**EXERCISE AIM**
Copy out the items below with each "field log" changed to "site report", keeping everything else the same. Leave the pictures out of your answer.

[Entries from a collection]
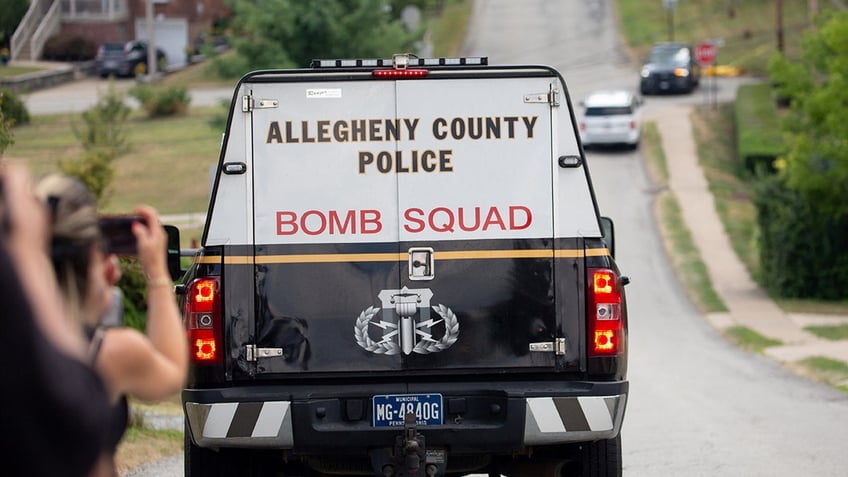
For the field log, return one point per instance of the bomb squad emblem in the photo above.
(405, 324)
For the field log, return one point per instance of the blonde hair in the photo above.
(72, 210)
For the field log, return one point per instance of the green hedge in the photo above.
(759, 141)
(802, 248)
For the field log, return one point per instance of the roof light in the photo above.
(400, 61)
(400, 74)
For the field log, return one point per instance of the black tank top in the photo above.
(119, 414)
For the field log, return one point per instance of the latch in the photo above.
(551, 97)
(557, 347)
(249, 103)
(252, 353)
(421, 263)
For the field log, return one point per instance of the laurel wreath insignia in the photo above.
(360, 331)
(449, 338)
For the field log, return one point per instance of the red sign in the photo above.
(705, 53)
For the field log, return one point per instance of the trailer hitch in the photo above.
(409, 456)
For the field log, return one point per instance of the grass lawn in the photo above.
(12, 71)
(167, 165)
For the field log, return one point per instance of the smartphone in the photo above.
(117, 230)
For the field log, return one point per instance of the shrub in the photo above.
(163, 101)
(802, 246)
(14, 110)
(758, 141)
(69, 47)
(133, 285)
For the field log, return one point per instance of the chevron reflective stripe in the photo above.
(561, 419)
(258, 424)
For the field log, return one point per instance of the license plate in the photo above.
(390, 409)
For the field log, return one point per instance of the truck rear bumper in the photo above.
(498, 420)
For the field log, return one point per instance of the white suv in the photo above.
(611, 117)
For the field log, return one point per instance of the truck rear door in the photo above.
(403, 225)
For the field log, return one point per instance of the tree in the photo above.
(10, 16)
(816, 165)
(103, 138)
(5, 132)
(291, 33)
(802, 210)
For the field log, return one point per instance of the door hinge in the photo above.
(249, 103)
(252, 353)
(557, 346)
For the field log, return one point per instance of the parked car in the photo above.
(126, 59)
(611, 117)
(670, 67)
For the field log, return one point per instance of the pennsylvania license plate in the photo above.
(390, 409)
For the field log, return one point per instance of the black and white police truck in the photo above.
(404, 272)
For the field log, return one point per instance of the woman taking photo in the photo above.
(147, 366)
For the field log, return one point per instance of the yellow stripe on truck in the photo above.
(402, 257)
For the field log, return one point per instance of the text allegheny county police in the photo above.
(401, 130)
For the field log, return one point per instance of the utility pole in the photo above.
(778, 7)
(151, 42)
(669, 6)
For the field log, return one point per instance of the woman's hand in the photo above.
(152, 244)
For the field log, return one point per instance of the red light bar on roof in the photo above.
(400, 62)
(400, 74)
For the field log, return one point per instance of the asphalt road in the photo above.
(698, 406)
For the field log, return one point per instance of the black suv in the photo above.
(126, 59)
(670, 67)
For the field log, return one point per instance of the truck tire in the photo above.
(597, 459)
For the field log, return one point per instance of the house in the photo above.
(175, 24)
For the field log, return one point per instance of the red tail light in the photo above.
(203, 321)
(604, 310)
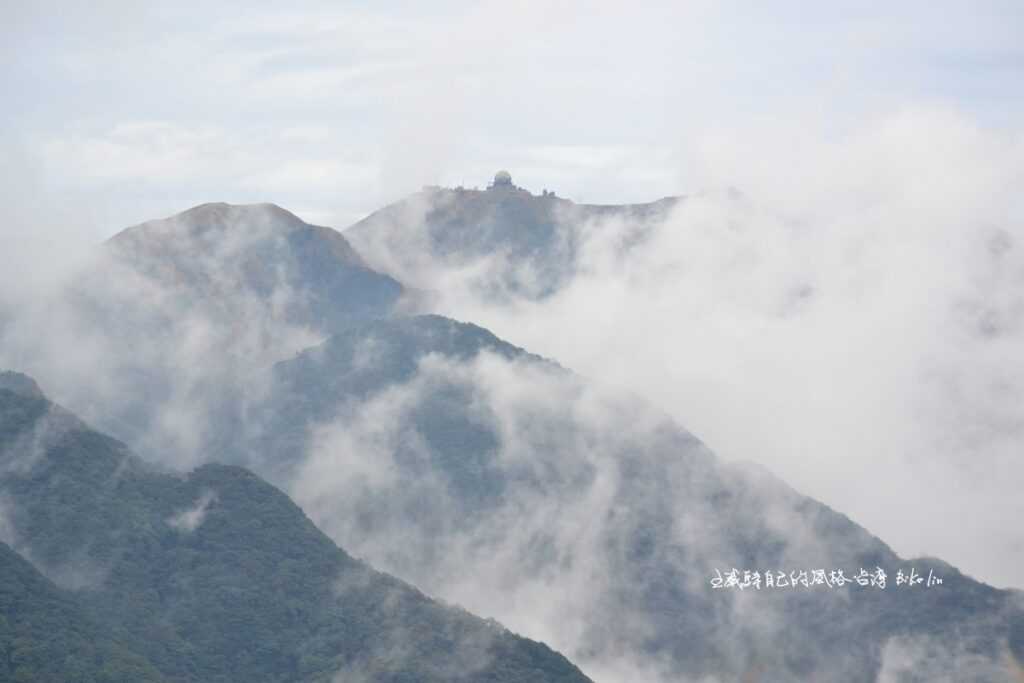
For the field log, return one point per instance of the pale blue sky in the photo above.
(116, 114)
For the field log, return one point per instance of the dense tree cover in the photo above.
(46, 636)
(216, 575)
(669, 515)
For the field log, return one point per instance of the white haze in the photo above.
(854, 323)
(854, 319)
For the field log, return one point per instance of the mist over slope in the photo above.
(852, 318)
(586, 517)
(503, 243)
(46, 635)
(156, 335)
(214, 575)
(574, 512)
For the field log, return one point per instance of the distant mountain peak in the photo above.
(20, 384)
(215, 217)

**SOLUTION TO THE PROBLEM**
For the site report, return one point per instance of the bomb squad emblem in the photo above.
(405, 324)
For the site report, return one point per instance of the blonde hair in the photo above.
(72, 210)
For the site report, return one point per instance of the green hedge in the photo above.
(759, 141)
(802, 248)
For the site report, return one point per instance of the roof light in the photo above.
(400, 61)
(400, 74)
For the site report, return one point per instance of the black tank top in the photo above.
(119, 414)
For the site report, return one point per instance of the latch in the photo above.
(551, 97)
(557, 347)
(249, 103)
(252, 353)
(421, 263)
For the site report, return one point per instance of the laurel wreath insignia in the photo above.
(360, 331)
(449, 338)
For the site report, return one point per instance of the red sign in the photo above.
(705, 53)
For the site report, return one point per instance of the trailer hitch in the photo above.
(409, 456)
For the site report, return one point per instance of the grass lawn in the photo above.
(12, 71)
(167, 165)
For the site report, return one point per instance of the smartphone in the photo above.
(117, 230)
For the site report, return one point per instance of the shrub in the photo above.
(163, 101)
(802, 246)
(14, 110)
(758, 141)
(69, 47)
(133, 285)
For the site report, return one point per instance of the chevron reflective stripe in the photo above.
(561, 419)
(258, 424)
For the site report, return one point per instance of the license plate in the photo above.
(390, 409)
For the site report, return one point per instance of the truck rear bumper in the photo above.
(498, 420)
For the site report, return one point per instance of the white suv in the photo above.
(611, 117)
For the site report, return one point per instance of the truck rear door in the photo above.
(403, 225)
For the site report, return one point per instance of the tree in the photo above.
(10, 16)
(816, 165)
(103, 138)
(5, 132)
(291, 33)
(802, 210)
For the site report, return one point per instance of the door hinge in the photo above.
(249, 103)
(252, 353)
(557, 346)
For the site report, return one point per instance of the parked car in the photo above.
(126, 59)
(611, 117)
(670, 67)
For the site report, return one point per instance of the pennsylvania license plate in the photo above.
(390, 409)
For the site report, return one point per instance of the black and white police truck in the photo above.
(404, 272)
For the site report, return one point per instance of the woman taking photo in the photo above.
(147, 366)
For the site report, return one point per instance of the yellow stripe on truck in the photo above.
(402, 257)
For the site report, return one point per instance of the text allegheny county police in the photo above.
(401, 130)
For the site report, return one point per instance of the utility pole in the photo above.
(778, 7)
(151, 42)
(669, 6)
For the site report, return one point per instance of the woman's hand in the photo above.
(152, 244)
For the site report, return one point per instance of the red light bar on roof in the photo above.
(400, 62)
(400, 74)
For the site report, return one point per instance of the asphalt road in the photo above.
(698, 406)
For the site report, return one point per instance of the black suv in the photo above.
(126, 59)
(670, 67)
For the site report, return one point per instance of the truck tire in the photo above.
(597, 459)
For the site report, return one point per instance of the house in the photo above.
(175, 24)
For the site report, return one point per instance of the red tail light in the photo above.
(203, 321)
(604, 310)
For the site report, return one point per instance of the pale blue sky in the photo above.
(116, 114)
For the site report, return one point per instance of the dense tree cover in the photo above.
(46, 636)
(216, 575)
(669, 515)
For the site report, return one point per instance of the white haze in the photo above.
(854, 323)
(854, 319)
For the site report, return one point per instance of the mist over slope in the photo above.
(852, 318)
(586, 517)
(503, 243)
(46, 635)
(156, 335)
(214, 575)
(574, 512)
For the site report, return one point per instance of the distant mountain peak in the photo above.
(20, 384)
(215, 217)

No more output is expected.